- FRAGMENT TEKSTU

_ _ _ _ _

Projekt ten to realizacja pomysłu zgłoszonego w ramach budżetu partycypacyjnego przez architekta krajobrazu, Katarzynę Łowicką. Nie zdobył on wystarczającej liczby głosów, jednak dzielnice Wola i Śródmieście postanowiły go zrealizować.
Mural w formie taśmy filmowej o wymiarach około 60 m x 5 m, oprócz 7 fotorealistycznie oddanych kadrów z filmów, zawiera biogramy Jana Himilsbacha i Zdzisława Maklakiewicza.
Aktorzy stworzyli wiele wspaniałych kreacji m.in. inżyniera Mamonia oraz Sidorowskiego - pretensjonalnego inteligenta i obdarzonego zdrowym rozsądkiem proletariusza w filmie "Rejs". Do legendy przeszli też jako nierozłączni przyjaciele za sprawą anegdot, najczęściej pijackich oraz jako duet aktorski z filmów "Wniebowzięci" oraz "Jak to się robi" Andrzeja Kondratiuka.

_ _ _ _ _

- WYŚWIETLONE WPISY

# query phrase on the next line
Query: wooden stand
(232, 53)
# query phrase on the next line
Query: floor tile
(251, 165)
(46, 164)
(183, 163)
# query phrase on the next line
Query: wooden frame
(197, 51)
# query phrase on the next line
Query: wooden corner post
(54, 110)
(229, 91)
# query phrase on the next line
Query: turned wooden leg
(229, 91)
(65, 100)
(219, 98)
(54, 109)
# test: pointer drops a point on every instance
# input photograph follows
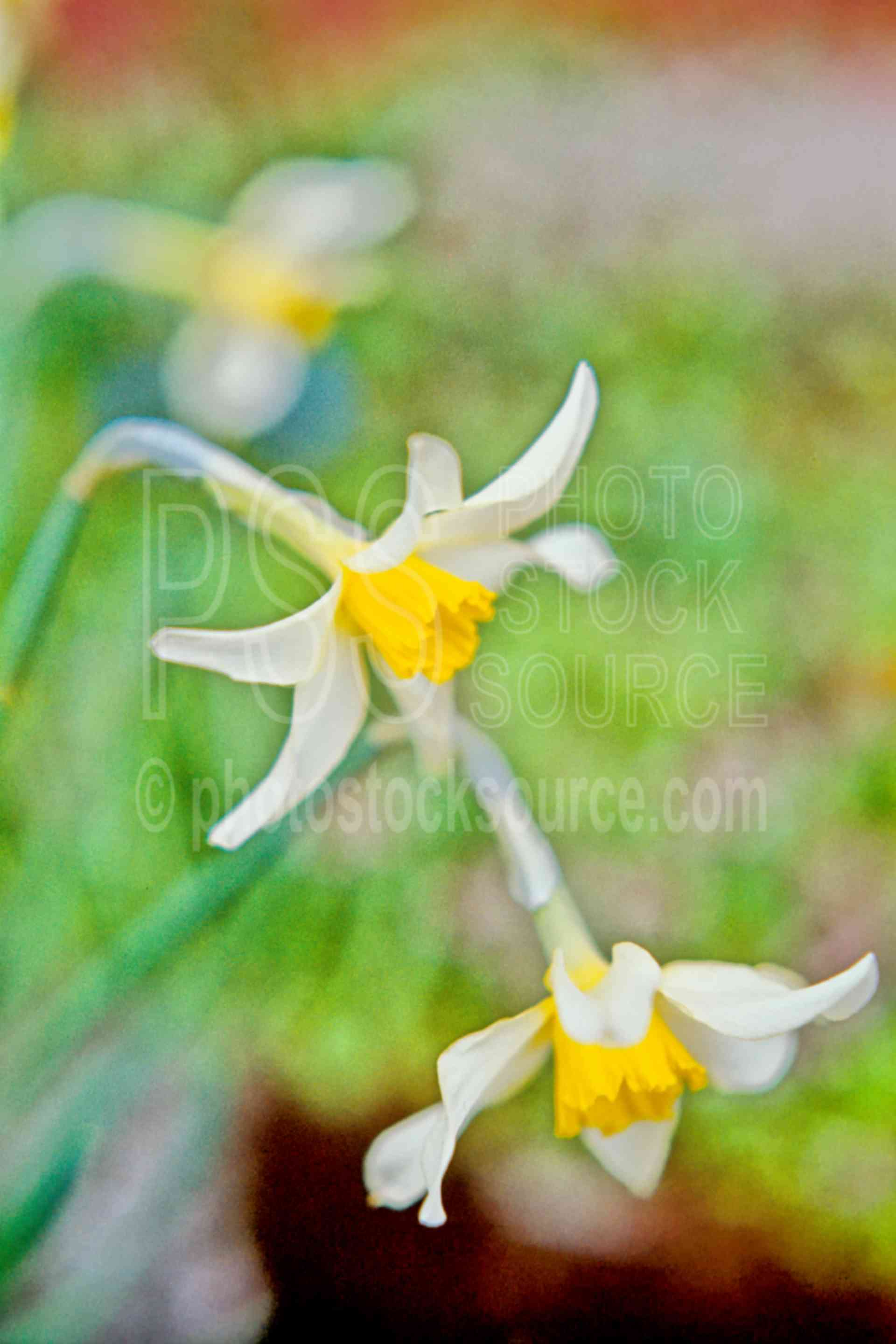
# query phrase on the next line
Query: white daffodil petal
(233, 378)
(394, 1174)
(577, 553)
(426, 715)
(618, 1010)
(733, 1065)
(535, 482)
(638, 1155)
(261, 502)
(477, 1071)
(743, 1002)
(304, 207)
(492, 565)
(534, 871)
(282, 654)
(328, 714)
(326, 511)
(433, 483)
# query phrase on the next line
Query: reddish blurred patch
(377, 1271)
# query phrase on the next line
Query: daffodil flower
(265, 287)
(629, 1038)
(414, 597)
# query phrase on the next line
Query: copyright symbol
(155, 795)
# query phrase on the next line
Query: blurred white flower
(265, 287)
(628, 1039)
(628, 1036)
(414, 597)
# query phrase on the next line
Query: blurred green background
(708, 226)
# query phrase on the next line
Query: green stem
(34, 588)
(559, 924)
(187, 905)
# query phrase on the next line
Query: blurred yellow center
(246, 283)
(421, 619)
(610, 1088)
(7, 120)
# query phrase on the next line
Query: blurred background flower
(702, 206)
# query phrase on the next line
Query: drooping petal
(638, 1155)
(433, 483)
(534, 871)
(262, 502)
(618, 1010)
(328, 714)
(743, 1002)
(394, 1172)
(733, 1065)
(282, 654)
(535, 482)
(304, 207)
(426, 714)
(578, 554)
(233, 378)
(481, 1070)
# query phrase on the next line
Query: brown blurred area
(336, 1265)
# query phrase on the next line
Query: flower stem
(559, 924)
(33, 590)
(206, 890)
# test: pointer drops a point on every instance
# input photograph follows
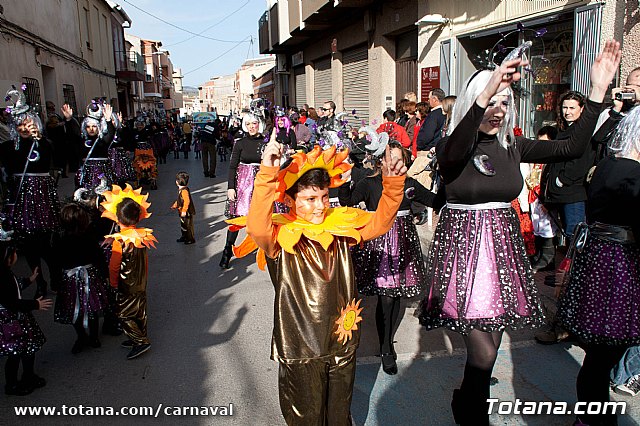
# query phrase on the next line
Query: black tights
(482, 351)
(12, 365)
(592, 384)
(387, 321)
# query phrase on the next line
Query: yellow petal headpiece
(330, 160)
(117, 195)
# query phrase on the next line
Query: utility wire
(211, 26)
(180, 28)
(219, 56)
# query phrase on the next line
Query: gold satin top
(311, 286)
(133, 270)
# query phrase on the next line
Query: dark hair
(314, 178)
(182, 178)
(571, 95)
(128, 212)
(423, 107)
(389, 115)
(549, 131)
(438, 93)
(74, 219)
(410, 107)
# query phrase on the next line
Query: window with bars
(69, 94)
(33, 93)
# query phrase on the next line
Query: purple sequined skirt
(479, 276)
(82, 295)
(392, 264)
(122, 165)
(89, 175)
(245, 176)
(601, 304)
(37, 207)
(21, 337)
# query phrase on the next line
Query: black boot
(546, 260)
(226, 257)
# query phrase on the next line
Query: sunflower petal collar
(139, 237)
(115, 197)
(338, 222)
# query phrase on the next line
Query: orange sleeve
(404, 138)
(186, 200)
(114, 263)
(385, 214)
(259, 224)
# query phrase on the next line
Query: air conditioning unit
(282, 67)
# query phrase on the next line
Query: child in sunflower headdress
(316, 331)
(128, 267)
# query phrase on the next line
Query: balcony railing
(129, 66)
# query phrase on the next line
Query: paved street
(211, 331)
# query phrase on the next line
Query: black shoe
(78, 346)
(457, 407)
(138, 350)
(389, 365)
(226, 257)
(19, 390)
(34, 382)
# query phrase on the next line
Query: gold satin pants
(132, 311)
(317, 393)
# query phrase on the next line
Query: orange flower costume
(316, 315)
(128, 266)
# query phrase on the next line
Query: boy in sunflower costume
(128, 266)
(316, 316)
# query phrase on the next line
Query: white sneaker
(631, 388)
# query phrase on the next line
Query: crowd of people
(332, 209)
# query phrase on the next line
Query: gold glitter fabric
(132, 300)
(311, 285)
(329, 402)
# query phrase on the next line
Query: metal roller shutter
(355, 75)
(301, 86)
(322, 82)
(586, 45)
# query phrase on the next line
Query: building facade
(365, 55)
(70, 66)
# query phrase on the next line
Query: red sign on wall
(429, 80)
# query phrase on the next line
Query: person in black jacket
(431, 130)
(562, 186)
(20, 334)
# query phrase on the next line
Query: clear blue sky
(196, 16)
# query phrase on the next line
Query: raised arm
(393, 177)
(259, 223)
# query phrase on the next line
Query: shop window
(32, 93)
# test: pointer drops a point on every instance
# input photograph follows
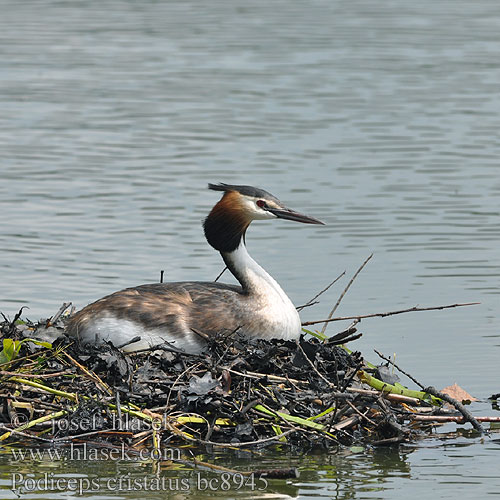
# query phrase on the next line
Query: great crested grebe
(184, 313)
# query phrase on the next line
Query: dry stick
(390, 313)
(330, 384)
(228, 445)
(400, 398)
(310, 302)
(91, 375)
(450, 418)
(34, 375)
(220, 274)
(58, 314)
(467, 415)
(399, 369)
(332, 312)
(362, 415)
(459, 406)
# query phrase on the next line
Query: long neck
(225, 229)
(252, 277)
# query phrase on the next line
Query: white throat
(266, 297)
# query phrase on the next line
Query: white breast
(268, 298)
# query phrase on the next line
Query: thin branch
(400, 369)
(391, 313)
(311, 364)
(220, 274)
(467, 415)
(332, 312)
(312, 301)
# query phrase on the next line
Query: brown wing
(174, 307)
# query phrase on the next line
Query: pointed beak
(286, 213)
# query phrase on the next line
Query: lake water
(380, 118)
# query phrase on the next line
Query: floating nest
(239, 393)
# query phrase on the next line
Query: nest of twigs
(239, 393)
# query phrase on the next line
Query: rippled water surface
(380, 118)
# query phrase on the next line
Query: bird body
(185, 313)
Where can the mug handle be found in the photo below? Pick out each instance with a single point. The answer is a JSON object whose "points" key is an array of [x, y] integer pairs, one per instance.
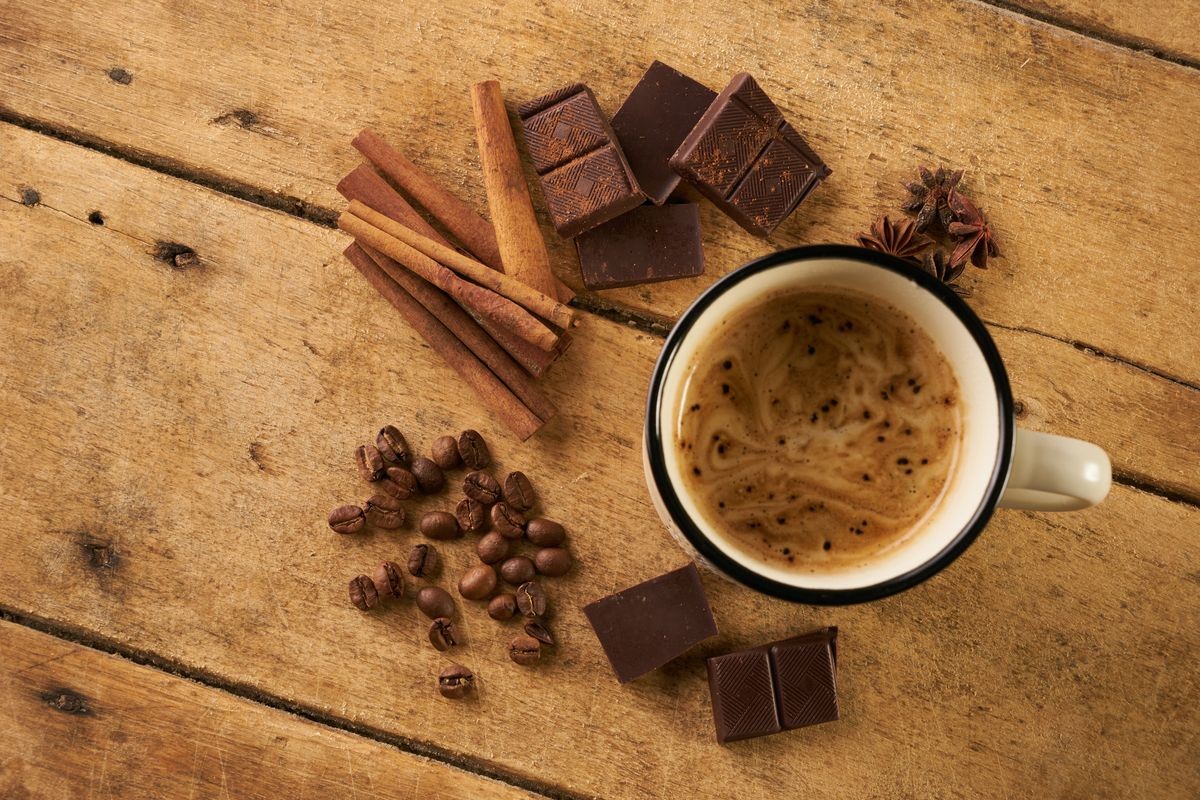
{"points": [[1056, 474]]}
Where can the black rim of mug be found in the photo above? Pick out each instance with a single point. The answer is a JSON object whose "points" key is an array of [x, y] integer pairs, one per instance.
{"points": [[894, 584]]}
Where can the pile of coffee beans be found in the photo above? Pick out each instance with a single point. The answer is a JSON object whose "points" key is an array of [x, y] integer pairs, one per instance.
{"points": [[498, 511]]}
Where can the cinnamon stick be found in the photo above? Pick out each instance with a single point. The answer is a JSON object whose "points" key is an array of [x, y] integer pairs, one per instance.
{"points": [[365, 184], [521, 246], [485, 301], [490, 389], [532, 358], [468, 268], [460, 218], [468, 331]]}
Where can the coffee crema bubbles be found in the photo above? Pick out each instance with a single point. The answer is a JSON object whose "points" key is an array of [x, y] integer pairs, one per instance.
{"points": [[819, 428]]}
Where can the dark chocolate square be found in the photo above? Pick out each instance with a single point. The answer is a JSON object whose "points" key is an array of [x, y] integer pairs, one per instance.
{"points": [[805, 679], [779, 686], [649, 244], [744, 157], [585, 176], [645, 626], [743, 696], [652, 122]]}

_ _ _ _ _

- POLECENIA DO WYKONANIA
1. Podaj wszystkie tytuły filmów, które pojawiają się we fragmencie tekstu.
2. Przepisz z fragmentu tekstu wszystko od słów „Projekt ten to” w dół aż do słów „postanowiły go zrealizować.”.
3. Jakie wymiary ma mural opisany we fragmencie tekstu?

- WYNIKI PO KOLEI
1. „Rejs”, „Wniebowzięci”, „Jak to się robi”

2.
Projekt ten to realizacja pomysłu zgłoszonego w ramach budżetu partycypacyjnego przez architekta krajobrazu, Katarzynę Łowicką. Nie zdobył on wystarczającej liczby głosów, jednak dzielnice Wola i Śródmieście postanowiły go zrealizować.

3. Około 60 m x 5 m.